What the task requires ->
Nothing but the text should be carried over: reproduce all the data exactly and leave out every image.

● ● ●

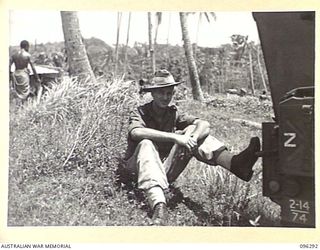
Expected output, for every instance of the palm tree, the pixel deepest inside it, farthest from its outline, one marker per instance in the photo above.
(117, 43)
(158, 19)
(126, 48)
(208, 16)
(192, 67)
(77, 56)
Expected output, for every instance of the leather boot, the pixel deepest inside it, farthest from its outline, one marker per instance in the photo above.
(242, 163)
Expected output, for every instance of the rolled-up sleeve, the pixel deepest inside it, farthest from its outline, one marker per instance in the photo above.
(184, 120)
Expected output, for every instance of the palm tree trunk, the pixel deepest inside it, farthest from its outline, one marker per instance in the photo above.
(193, 73)
(126, 48)
(168, 34)
(260, 69)
(151, 48)
(117, 44)
(78, 61)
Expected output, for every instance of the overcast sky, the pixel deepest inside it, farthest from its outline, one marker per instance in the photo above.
(45, 26)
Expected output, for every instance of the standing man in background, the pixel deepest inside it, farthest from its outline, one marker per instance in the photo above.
(20, 77)
(162, 140)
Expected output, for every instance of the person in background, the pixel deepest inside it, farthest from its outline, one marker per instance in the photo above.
(20, 77)
(162, 140)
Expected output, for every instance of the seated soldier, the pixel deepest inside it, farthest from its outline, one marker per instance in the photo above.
(161, 142)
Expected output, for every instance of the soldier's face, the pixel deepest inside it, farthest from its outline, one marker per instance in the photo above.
(163, 96)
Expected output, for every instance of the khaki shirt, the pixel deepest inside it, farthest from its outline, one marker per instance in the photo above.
(144, 117)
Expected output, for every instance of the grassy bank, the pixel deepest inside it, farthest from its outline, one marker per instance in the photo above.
(65, 151)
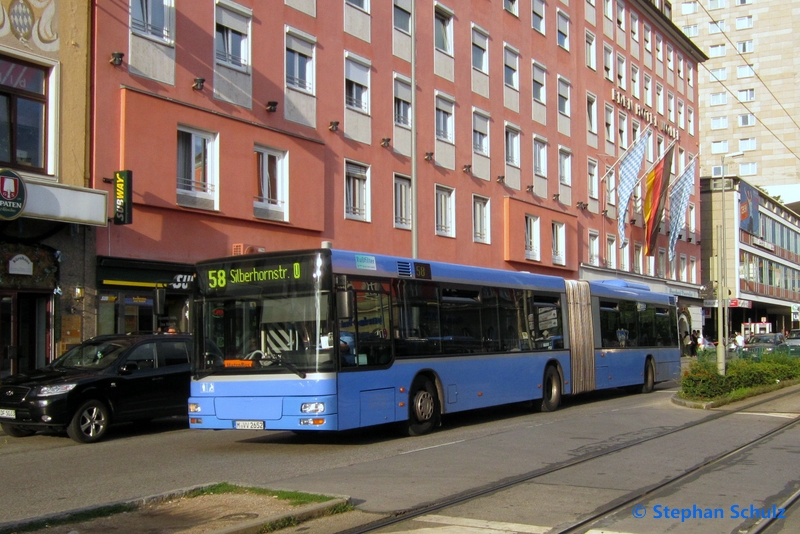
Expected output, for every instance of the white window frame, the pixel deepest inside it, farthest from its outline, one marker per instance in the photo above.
(532, 238)
(481, 219)
(300, 51)
(444, 202)
(233, 22)
(357, 191)
(402, 202)
(512, 144)
(273, 190)
(206, 188)
(480, 132)
(443, 29)
(357, 73)
(153, 19)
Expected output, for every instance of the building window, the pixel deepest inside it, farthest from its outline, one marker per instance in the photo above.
(720, 74)
(402, 102)
(443, 30)
(745, 47)
(564, 166)
(593, 181)
(480, 133)
(356, 184)
(537, 17)
(594, 248)
(716, 50)
(591, 51)
(444, 119)
(718, 99)
(562, 26)
(356, 75)
(231, 36)
(532, 238)
(510, 72)
(402, 202)
(480, 51)
(719, 123)
(480, 220)
(272, 176)
(746, 144)
(563, 97)
(611, 252)
(591, 113)
(559, 243)
(539, 92)
(197, 163)
(23, 115)
(540, 157)
(299, 63)
(747, 95)
(512, 146)
(445, 211)
(744, 23)
(402, 17)
(151, 18)
(747, 119)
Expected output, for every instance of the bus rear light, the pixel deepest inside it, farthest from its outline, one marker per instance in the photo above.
(312, 422)
(312, 407)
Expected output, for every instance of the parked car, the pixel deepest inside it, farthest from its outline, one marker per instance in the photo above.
(794, 338)
(106, 379)
(758, 344)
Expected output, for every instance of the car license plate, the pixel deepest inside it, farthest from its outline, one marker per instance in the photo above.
(250, 425)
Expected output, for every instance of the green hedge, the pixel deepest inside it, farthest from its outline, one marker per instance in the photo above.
(702, 381)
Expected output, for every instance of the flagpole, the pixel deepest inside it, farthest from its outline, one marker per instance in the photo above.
(623, 155)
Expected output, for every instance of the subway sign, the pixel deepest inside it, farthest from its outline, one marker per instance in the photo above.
(123, 193)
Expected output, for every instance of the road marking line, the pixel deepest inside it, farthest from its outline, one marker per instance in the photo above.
(434, 446)
(783, 415)
(480, 523)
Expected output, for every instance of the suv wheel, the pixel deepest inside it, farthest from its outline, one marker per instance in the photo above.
(90, 422)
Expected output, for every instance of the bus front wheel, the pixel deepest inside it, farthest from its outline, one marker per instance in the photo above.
(423, 407)
(551, 391)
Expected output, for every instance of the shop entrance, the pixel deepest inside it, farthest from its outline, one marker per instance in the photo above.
(24, 340)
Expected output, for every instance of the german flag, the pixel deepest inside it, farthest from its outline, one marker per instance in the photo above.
(655, 197)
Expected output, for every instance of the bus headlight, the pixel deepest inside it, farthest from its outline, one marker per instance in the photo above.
(312, 407)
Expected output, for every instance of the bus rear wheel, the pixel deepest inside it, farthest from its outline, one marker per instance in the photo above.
(423, 408)
(551, 391)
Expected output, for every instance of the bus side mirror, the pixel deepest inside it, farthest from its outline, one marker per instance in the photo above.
(344, 304)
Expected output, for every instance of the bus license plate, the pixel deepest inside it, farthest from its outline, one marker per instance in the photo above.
(250, 425)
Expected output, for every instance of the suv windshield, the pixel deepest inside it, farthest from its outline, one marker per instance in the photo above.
(267, 335)
(95, 354)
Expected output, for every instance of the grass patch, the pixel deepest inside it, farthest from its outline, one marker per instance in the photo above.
(295, 498)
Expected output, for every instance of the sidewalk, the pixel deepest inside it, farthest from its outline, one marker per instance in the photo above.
(221, 513)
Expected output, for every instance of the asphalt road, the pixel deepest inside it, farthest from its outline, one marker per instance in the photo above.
(384, 472)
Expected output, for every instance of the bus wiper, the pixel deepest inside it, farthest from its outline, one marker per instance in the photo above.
(280, 361)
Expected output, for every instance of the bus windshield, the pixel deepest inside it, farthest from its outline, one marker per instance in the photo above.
(279, 334)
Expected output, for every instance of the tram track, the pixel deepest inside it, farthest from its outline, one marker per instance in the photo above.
(617, 505)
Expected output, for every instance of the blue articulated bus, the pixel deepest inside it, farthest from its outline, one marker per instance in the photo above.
(332, 340)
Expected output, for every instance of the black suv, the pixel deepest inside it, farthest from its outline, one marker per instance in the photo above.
(113, 378)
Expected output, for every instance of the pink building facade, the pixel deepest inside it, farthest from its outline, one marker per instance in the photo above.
(274, 125)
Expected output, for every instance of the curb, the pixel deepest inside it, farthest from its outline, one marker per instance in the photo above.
(300, 515)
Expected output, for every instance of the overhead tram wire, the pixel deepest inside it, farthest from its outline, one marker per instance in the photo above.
(729, 90)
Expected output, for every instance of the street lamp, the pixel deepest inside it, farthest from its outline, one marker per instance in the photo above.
(722, 286)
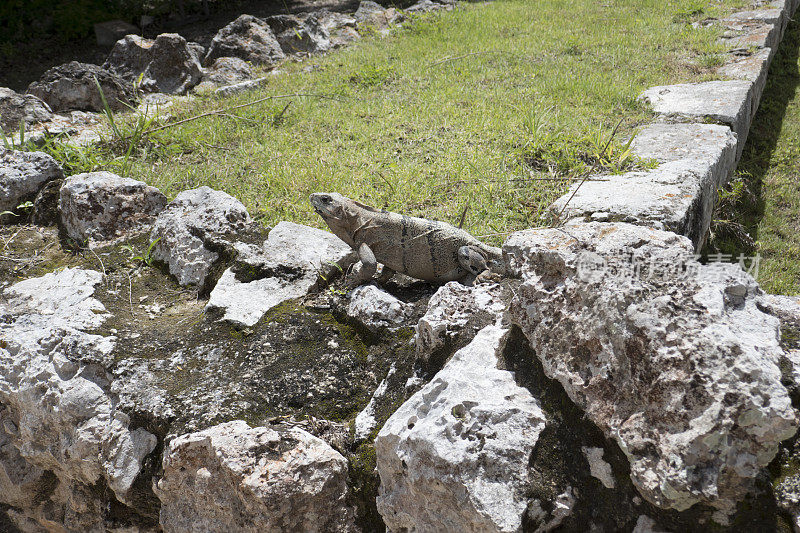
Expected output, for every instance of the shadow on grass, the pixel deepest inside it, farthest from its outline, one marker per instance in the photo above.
(747, 210)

● ● ●

Solution below ->
Expected output, for every instance of the palm tree, the pixel deepest inside it, farthest from its outline, one marker per instance in the photo above.
(117, 43)
(158, 19)
(126, 48)
(208, 16)
(192, 67)
(77, 56)
Expected output, for every instance of the leather boot, the pixel deepest inside it, farthest from its outline, one marker per instance in the photo above.
(242, 163)
Expected output, for every instance of the rolled-up sleeve, the pixel deepest inside it, farthest from its outline, one marker per instance in the photo above.
(184, 120)
Expected output, for every instance of the palm tree trunk, the pixel deepest inside it, farthest from its outline, one marker per instance in the photo above.
(193, 73)
(126, 48)
(168, 34)
(260, 69)
(151, 48)
(117, 44)
(78, 61)
Expected output, for every instance of the overcast sky, the pixel deepest inside it, farthest from its outline, one marker per instance in the photo above.
(45, 26)
Expected output, for every instance of the standing man in background, the pixel deepest inside it, farthest from its outline, one marker per instance in the photo above.
(20, 77)
(162, 140)
Expected output, for every instance of the person in background, the pixel deepest inside it, farthest from its outline, one marker per instance in the photo above.
(20, 77)
(162, 140)
Expected output, for every instance of the seated soldier, the pixel deepest inside it, farthest from its outline, one marker per instance in the photo above.
(161, 142)
Expected output, for every instance of the soldier's face, the pixel deepest inside it, farthest from its outline, one marker per instance in the photo above.
(163, 96)
Expected output, for every instance of the khaki shirt, the pixel deepest inside it, farthest from its outline, one marker per instance in the photo above.
(144, 117)
Expected output, for every instance of the grassy bank, the pixel deepest inside it, farthest from its outline, one marker per instance in the photo above.
(65, 151)
Expected output, for every instance of the white window frame, the pixel deepest inside it, farthest from its outline, one marker per instance in the photo above.
(532, 238)
(481, 219)
(300, 51)
(444, 202)
(233, 22)
(357, 191)
(402, 202)
(512, 144)
(273, 190)
(206, 188)
(480, 132)
(443, 29)
(357, 73)
(153, 19)
Expected output, for every instance of the building window, the pixel deepest inside it, farthest from its outline, one marker per instance in the photo above.
(720, 74)
(402, 102)
(443, 30)
(745, 47)
(564, 166)
(593, 181)
(480, 133)
(356, 184)
(537, 17)
(594, 248)
(716, 50)
(591, 51)
(444, 119)
(718, 99)
(562, 26)
(356, 75)
(231, 36)
(532, 238)
(510, 72)
(402, 202)
(480, 51)
(719, 123)
(480, 220)
(272, 176)
(746, 144)
(563, 97)
(611, 252)
(591, 113)
(559, 243)
(539, 92)
(197, 163)
(23, 115)
(540, 157)
(299, 63)
(747, 95)
(512, 146)
(445, 211)
(744, 23)
(402, 17)
(151, 18)
(747, 119)
Expected output, for every instance of the bus rear light, the pixel deepest inside it, farthest from its outline, one marker per instance in the photo above.
(312, 422)
(312, 407)
Expected output, for every instance of the parked car, the pixel deepest inside it, farthest from its outline, one marker per instance in the photo above.
(794, 338)
(106, 379)
(758, 344)
Expected output, for every instance of the car license plate, the pixel deepest inside it, farthest from its outline, one marker per instance in the photo above.
(250, 425)
Expected output, for every instance of the green hedge, the pixel deepest inside it, farthest from its outline, one marker per instance in the photo above.
(702, 381)
Expected output, for every instance of the flagpole, the pixel deepest inside it, farthest from its outline, one marker per instance in the photo above.
(623, 155)
Expected output, for every instance of the subway sign, the pixel deepest inside it, farthest from its outline, one marker per instance in the photo above.
(123, 193)
Expected output, for every instance of the road marking line, the pixel deepest inside it, farthest from its outline, one marker per instance in the photo above.
(434, 446)
(783, 415)
(480, 523)
Expected output, for every instance of the suv wheel, the pixel deepest inside it, farthest from its outline, one marker per instance in the photo above.
(90, 422)
Expected output, for every instance of the bus front wheel, the pixel deepest inside it, farthest from its outline, one marker per instance in the photo above.
(423, 407)
(551, 391)
Expected output, for every instance of the shop entrance, the pixel deepest inside it, farthest from its outline, one marker per instance in the photo above.
(24, 340)
Expected output, for every instance of the german flag, the pixel deepest inside it, farthest from its outline, one marker per instance in the photo above.
(655, 197)
Expected output, for every instance of the bus headlight, the pixel deepest inside it, farthest from its outline, one marker per instance in the photo above.
(312, 407)
Expected output, for every instance of the bus rear wheel, the pixel deepest inside it, farthest from its outline, one marker per instance in the photo above.
(423, 408)
(551, 391)
Expected output, for every instance of the bus side mirror, the pixel deepest inside it, farthest from its outline, one marker per instance in the photo above.
(344, 304)
Expected output, for every instance of the bus license plate, the pixel deepest inside it, farthest from its outline, one marker per instance in the photo above.
(250, 425)
Expected output, for every instance of the suv windshield, the pixel deepest inside it, farthest from its outline, one marker per instance in the photo above.
(267, 335)
(95, 354)
Expected output, for every instance of the grass patch, the pixel deepest inside it, farthest from its outline, one marker per instance in the photo above.
(295, 498)
Expected output, for every instance of the sidewalk, the pixel deepest inside it, farthest from its outline, one marker per instance in the photo above.
(221, 513)
Expected output, for every instance of the asphalt road, the pixel deepest inside it, farthest from its outline, one marker per instance in the photo above.
(384, 472)
Expected output, for every instance of the bus wiper, the pixel deepest inside it, farthest from its outline, one marker per instance in the photo above.
(280, 361)
Expected output, for every instance of the bus windshield, the pixel deepest inside it, farthest from its outline, one marker per instance in the photo above.
(279, 334)
Expected output, for every instance of the tram track, the pixel deepest inside it, farthest from its outline, one marker per instance in the photo above.
(617, 505)
Expected output, for every instance of the blue articulated bus, the pixel deepest inside it, farthest from its outline, one marker per instance in the photo above.
(332, 340)
Expected output, for every instance of the black suv, the pixel deepest inside it, farthest from its outline, one marker per instance in the photo above.
(113, 378)
Expected output, for every instance of the pink building facade, the pixel deepest inside it, farthest from its outline, one marker per instance in the photo above.
(274, 125)
Expected output, for every instance of the curb, the pixel deepest inside it, farthest from its outline, one marker per instance in the photo above.
(300, 515)
Expected output, for every instance of the overhead tram wire, the pixel deepest inside it, farthest from its outline, one marker per instance in the photo above.
(729, 90)
Expected output, for every instance of the street lamp, the pixel deepest inside it, farthest from its outline, one marker per instance in the photo above.
(722, 286)
Expected output, for every instance of the shadow on grass, the pixel deepest inside it, farthest from its outline, one marker per instance in the photo above.
(747, 210)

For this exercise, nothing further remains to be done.